■ To be done
Copy out word for word the lines below, from the one containing "Mark one point on each instance of the wooden" through the one containing "[(146, 91), (91, 106), (101, 83)]", both included.

[Source records]
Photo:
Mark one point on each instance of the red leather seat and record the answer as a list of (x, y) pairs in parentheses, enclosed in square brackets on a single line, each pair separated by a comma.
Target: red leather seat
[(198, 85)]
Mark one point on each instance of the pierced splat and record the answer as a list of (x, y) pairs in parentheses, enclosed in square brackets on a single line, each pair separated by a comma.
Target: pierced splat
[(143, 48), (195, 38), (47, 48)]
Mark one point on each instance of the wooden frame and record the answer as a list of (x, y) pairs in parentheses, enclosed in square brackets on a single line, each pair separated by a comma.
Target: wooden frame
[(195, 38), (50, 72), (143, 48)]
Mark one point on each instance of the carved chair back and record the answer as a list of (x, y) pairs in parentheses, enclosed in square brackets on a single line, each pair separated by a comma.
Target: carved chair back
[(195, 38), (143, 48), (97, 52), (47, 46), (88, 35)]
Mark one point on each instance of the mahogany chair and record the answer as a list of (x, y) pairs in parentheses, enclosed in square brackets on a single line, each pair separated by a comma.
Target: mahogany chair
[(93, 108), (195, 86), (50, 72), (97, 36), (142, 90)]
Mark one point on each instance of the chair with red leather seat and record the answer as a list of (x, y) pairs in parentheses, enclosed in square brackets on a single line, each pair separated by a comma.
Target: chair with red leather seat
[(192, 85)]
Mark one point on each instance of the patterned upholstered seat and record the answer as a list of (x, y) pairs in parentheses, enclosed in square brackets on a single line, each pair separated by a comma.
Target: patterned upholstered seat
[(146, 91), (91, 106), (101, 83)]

==

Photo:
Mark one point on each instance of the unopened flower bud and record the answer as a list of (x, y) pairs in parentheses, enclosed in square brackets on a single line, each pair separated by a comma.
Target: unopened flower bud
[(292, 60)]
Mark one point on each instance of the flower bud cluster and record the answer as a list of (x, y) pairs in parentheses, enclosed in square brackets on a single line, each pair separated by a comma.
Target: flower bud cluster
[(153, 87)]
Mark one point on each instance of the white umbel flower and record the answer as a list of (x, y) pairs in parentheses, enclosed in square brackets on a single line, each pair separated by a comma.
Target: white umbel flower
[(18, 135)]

* * *

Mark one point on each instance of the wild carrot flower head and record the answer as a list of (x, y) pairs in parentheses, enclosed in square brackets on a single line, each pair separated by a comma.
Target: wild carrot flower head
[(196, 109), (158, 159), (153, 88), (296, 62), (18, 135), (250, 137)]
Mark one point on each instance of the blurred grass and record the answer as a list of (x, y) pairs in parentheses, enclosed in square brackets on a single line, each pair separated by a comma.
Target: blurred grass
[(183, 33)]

■ The response
Mark one point on each instance of the wooden frame and record the answer as a list of (x, y) pairs in parentheses, enclosed in square brackets on a single line, each pair separated by a comma.
Target: wooden frame
[(195, 38), (50, 72), (143, 48)]
Mark one point on each instance of the carved chair back and record the answer as a list of (x, y) pairs in parentheses, enclosed in square brackets on a single line, each pair separated by a comma.
Target: carved chair back
[(195, 38), (143, 48), (97, 52), (47, 46), (88, 35)]
Mark one point on each instance of the mahogany chair and record the answer as a list of (x, y) pairs in parentheses, enclosed in square brackets on a single line, each pair separated by a comma.
Target: mahogany chair
[(93, 108), (195, 86), (50, 72), (97, 36), (142, 90)]
Mark one point on each instance of the chair with red leather seat and record the answer as a list of (x, y) pairs in parentheses, enclosed in square brackets on a single line, each pair separated by a comma.
Target: chair with red leather seat
[(192, 85)]
Mark one point on each instance of the patterned upholstered seat and record the answer as a list of (x, y) pairs in parentheses, enclosed in square brackets on a single line, each pair separated by a comma.
Target: patterned upholstered seat
[(146, 91), (91, 106), (101, 83)]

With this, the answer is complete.